PROVIDED DATA:
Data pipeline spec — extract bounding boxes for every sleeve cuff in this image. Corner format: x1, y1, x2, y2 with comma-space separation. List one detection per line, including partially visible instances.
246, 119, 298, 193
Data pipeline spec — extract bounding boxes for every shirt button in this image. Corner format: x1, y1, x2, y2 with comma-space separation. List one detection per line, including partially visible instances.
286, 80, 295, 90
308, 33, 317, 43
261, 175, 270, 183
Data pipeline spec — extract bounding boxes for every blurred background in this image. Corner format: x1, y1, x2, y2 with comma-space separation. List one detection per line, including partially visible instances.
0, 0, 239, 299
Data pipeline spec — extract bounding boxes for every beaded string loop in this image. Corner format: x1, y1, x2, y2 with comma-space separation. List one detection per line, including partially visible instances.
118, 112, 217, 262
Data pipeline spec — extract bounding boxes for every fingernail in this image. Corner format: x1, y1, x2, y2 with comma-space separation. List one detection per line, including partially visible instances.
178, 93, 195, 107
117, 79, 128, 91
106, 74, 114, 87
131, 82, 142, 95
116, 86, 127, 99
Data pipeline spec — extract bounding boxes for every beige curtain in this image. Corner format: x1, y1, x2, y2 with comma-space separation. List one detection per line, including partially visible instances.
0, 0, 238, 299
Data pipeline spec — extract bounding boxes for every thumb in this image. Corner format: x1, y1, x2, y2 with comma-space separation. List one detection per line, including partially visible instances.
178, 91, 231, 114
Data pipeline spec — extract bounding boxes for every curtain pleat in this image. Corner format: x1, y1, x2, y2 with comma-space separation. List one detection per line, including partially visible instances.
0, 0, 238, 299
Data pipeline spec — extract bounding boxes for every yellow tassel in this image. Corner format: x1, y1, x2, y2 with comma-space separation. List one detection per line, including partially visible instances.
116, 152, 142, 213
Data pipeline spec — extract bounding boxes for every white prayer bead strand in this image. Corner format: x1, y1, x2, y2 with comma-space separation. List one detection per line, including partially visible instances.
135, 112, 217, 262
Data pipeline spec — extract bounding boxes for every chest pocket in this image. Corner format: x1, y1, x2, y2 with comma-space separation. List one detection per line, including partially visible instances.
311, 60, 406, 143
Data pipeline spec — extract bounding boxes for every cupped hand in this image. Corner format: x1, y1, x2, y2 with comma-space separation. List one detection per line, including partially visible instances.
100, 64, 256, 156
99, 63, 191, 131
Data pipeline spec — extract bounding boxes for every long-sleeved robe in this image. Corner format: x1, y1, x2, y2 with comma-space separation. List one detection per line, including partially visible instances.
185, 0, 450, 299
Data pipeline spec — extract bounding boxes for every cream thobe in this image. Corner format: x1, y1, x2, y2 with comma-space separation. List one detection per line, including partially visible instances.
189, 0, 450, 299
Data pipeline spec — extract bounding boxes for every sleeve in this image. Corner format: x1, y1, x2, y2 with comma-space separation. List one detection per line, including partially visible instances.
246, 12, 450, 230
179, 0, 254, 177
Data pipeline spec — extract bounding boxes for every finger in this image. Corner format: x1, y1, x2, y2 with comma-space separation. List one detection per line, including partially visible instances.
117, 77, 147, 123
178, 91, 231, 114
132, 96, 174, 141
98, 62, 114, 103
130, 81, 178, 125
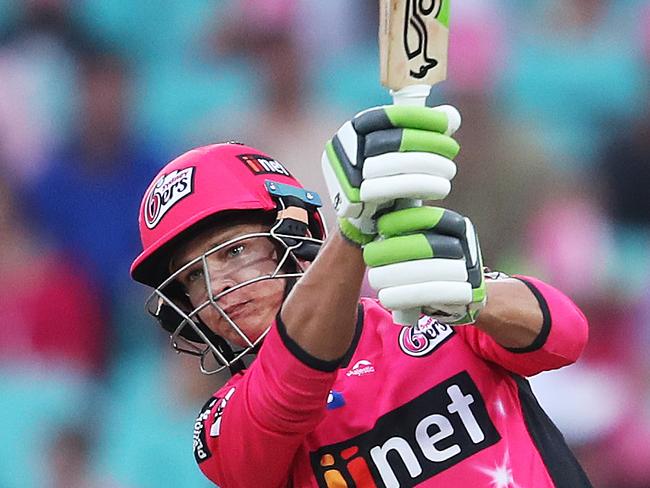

WHAT YOU ARE ASKED TO DO: Copy out, verbatim, the lines from the one containing "Data pipeline spec — extract bounding boxes for every cupped" through the one containing "185, 0, 450, 299", including both of those lines.

ANSWER IN FULL:
Data pipeline spec — extract bounding boxes for every cupped hand in this image. Corner format: x1, y1, x2, y2 with comma-space separation. List one detection per line, including partially visible instances.
100, 64, 256, 156
99, 63, 191, 131
Data pipeline spec — extract bounding boxes for every long-sleeved robe in this image. Corner format: x1, y1, x2, y2 with comma-space separation. List one detection per line, including partially visible instances.
185, 0, 450, 299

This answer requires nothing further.